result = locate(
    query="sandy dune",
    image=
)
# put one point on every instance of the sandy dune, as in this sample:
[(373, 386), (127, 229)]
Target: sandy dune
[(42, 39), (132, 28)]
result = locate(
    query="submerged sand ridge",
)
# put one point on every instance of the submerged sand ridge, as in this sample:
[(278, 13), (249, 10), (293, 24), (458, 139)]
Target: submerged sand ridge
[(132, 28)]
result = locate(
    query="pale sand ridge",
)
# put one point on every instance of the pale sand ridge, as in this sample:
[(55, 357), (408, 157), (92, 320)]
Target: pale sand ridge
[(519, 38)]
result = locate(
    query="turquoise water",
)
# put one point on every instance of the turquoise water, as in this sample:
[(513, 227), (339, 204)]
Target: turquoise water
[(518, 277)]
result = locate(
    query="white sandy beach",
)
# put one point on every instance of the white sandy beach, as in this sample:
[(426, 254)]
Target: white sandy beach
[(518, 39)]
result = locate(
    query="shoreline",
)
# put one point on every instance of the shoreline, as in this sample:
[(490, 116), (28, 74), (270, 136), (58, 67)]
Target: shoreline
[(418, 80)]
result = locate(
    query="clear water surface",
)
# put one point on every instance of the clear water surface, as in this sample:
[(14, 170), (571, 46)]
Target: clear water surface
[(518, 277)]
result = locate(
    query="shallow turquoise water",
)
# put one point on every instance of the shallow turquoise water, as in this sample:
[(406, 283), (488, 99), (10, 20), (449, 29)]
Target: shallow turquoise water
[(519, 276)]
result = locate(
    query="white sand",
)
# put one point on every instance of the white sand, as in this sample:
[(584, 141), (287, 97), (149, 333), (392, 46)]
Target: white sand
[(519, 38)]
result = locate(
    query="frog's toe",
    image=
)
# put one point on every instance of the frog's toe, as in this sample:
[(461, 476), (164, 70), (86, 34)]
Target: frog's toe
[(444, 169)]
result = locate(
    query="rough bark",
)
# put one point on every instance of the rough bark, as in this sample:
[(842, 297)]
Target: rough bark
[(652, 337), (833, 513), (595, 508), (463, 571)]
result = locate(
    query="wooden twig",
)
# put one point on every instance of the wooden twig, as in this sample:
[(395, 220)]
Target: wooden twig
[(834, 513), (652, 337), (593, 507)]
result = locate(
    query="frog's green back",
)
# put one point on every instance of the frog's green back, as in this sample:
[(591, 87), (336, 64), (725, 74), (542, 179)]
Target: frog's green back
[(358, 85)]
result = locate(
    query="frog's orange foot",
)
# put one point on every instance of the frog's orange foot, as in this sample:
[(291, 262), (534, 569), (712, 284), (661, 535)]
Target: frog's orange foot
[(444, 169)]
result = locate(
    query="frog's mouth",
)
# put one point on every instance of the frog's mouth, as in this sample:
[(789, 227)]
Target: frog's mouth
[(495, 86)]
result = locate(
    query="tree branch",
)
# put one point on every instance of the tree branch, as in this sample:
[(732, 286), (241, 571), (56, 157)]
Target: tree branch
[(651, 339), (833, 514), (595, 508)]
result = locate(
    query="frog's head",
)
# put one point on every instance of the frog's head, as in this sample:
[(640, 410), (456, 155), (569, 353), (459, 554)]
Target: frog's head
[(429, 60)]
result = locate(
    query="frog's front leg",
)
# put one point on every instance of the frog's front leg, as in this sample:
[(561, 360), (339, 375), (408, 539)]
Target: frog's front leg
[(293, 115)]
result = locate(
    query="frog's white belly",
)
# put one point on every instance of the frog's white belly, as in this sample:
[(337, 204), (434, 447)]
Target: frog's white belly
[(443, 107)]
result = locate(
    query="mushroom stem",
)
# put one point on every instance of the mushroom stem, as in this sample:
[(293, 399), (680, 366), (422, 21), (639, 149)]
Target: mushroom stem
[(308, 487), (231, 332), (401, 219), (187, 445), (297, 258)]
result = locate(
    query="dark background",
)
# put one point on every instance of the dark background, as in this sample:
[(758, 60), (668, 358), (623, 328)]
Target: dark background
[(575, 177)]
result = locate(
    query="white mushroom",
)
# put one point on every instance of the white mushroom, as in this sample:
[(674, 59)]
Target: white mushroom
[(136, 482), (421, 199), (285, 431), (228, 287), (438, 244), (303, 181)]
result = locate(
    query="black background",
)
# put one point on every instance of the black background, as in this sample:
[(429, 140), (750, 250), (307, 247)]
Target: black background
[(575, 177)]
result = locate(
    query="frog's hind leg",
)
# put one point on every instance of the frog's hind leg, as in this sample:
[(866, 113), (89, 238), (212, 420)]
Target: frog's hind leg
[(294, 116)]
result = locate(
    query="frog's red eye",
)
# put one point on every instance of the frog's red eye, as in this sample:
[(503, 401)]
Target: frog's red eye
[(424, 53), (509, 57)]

····················

§ Exercise instructions
Print out every entry, keeping each one exact.

§ Output
result = locate(
    query="sandy dune",
    image=
)
# put one point on every instance of the sandy dune, as in this sample:
[(373, 386), (127, 229)]
Target: sandy dune
[(42, 39), (132, 28)]
result = locate(
    query="submerged sand ridge",
)
# put one point on every instance of the submerged sand ridge, as in this sample:
[(278, 13), (249, 10), (293, 24), (458, 139)]
Target: submerged sand ridge
[(132, 28)]
result = locate(
    query="pale sand ridge",
)
# put one point on every instance of the pale sand ridge, as in this sample:
[(55, 357), (408, 157), (92, 320)]
Target: pale sand ridge
[(519, 38)]
result = locate(
    query="turquoise water",
)
# put one point on every instance of the turquoise water, as in this sample:
[(513, 227), (339, 204)]
Target: turquoise water
[(518, 277)]
result = locate(
    query="white sandy beach",
)
# put one point on every instance of the white sandy beach, as in this sample:
[(426, 254)]
Target: white sandy beach
[(518, 39)]
result = locate(
    query="shoreline",
)
# put one point on every instance of the shoreline, as in this sample:
[(490, 116), (28, 74), (270, 136), (58, 67)]
Target: shoreline
[(418, 80)]
result = locate(
    query="clear water surface",
)
# put one point on every instance of the clear water surface, as in this sample:
[(14, 170), (571, 46)]
Target: clear water surface
[(518, 277)]
result = locate(
    query="shallow turquoise water",
)
# put one point on every instance of the shallow turquoise water, as in this sample:
[(406, 283), (488, 99), (10, 20), (449, 29)]
Target: shallow turquoise water
[(519, 276)]
result = locate(
    query="white sand",
)
# put one point on every instance of the white sand, as in this sample:
[(584, 141), (287, 97), (149, 333), (392, 46)]
Target: white sand
[(519, 38)]
result = locate(
    query="frog's toe",
    image=
)
# put one point on every instance of the frog's toe, as in this sample:
[(461, 476), (164, 70), (86, 34)]
Target: frog's toe
[(444, 169)]
result = locate(
    query="rough bark",
)
# put one point on every instance of the rough bark, as in this sample:
[(842, 297)]
Target: rough bark
[(652, 337), (833, 513), (595, 508), (463, 571)]
result = locate(
    query="wooden twig",
)
# put one point on every instance of the wooden twig, as in this sample:
[(395, 220)]
Target: wooden twig
[(834, 513), (652, 337), (593, 507)]
result = locate(
    query="frog's green back",
)
# put one point on every instance of the frog's green back, as in this sample:
[(591, 87), (336, 64), (725, 74), (542, 179)]
Target: frog's green back
[(358, 85)]
result = locate(
    query="frog's orange foot",
)
# put one point on every instance of the frog's orange foot, as in this sample:
[(291, 262), (534, 569), (712, 284), (661, 535)]
Target: frog's orange foot
[(444, 169)]
result = locate(
    query="frog's mouth",
)
# put one point on every instance of the frog's mouth, as in this sample:
[(789, 227)]
Target: frog's mouth
[(495, 86)]
result = locate(
    query="tree branch",
)
# put one point on every instance of the tree branch, as in this sample:
[(732, 286), (241, 571), (56, 157)]
Target: tree branch
[(651, 339), (833, 514), (595, 508)]
result = locate(
    query="frog's head",
)
# put one point on every instance of the frog's head, as in this sample:
[(640, 410), (456, 155), (569, 353), (459, 554)]
Target: frog's head
[(429, 60)]
result = locate(
    query="frog's front leg",
)
# put one point on every instance of the frog's front leg, as in this sample:
[(561, 360), (339, 375), (408, 539)]
Target: frog's front leg
[(293, 115)]
result = locate(
    query="frog's white belly",
)
# put one point on every instance of the frog's white belly, as in this sample:
[(337, 204), (434, 447)]
Target: frog's white belly
[(443, 107)]
result = locate(
    query="mushroom stem",
)
# put one point on every instance of the mushroom stem, as in this sample:
[(293, 399), (680, 366), (422, 21), (639, 149)]
Target: mushroom stem
[(308, 487), (231, 332), (401, 219), (187, 445), (297, 258)]
result = locate(
    query="dark background",
)
# put one point on every instance of the dark background, as in this sample:
[(758, 60), (668, 358), (623, 328)]
Target: dark background
[(575, 177)]
result = locate(
    query="white mushroom",
)
# put one point on every instance of the white mushroom, as in this sample:
[(674, 59)]
Target: white mushroom
[(136, 482), (421, 199), (285, 431), (228, 287), (438, 244), (303, 181)]
result = locate(
    query="black background",
)
# put one point on every instance of the black background, as in this sample:
[(429, 140), (750, 250), (307, 247)]
Target: black background
[(575, 177)]
result = locate(
    query="frog's hind leg",
)
# put one point on every instance of the frog's hind leg, as in this sample:
[(866, 113), (89, 238), (212, 420)]
Target: frog's hind leg
[(294, 116)]
result = locate(
    query="frog's red eye",
)
# put one point on every instance of the frog's red eye, as in this sample:
[(503, 401)]
Target: frog's red eye
[(424, 53), (509, 57)]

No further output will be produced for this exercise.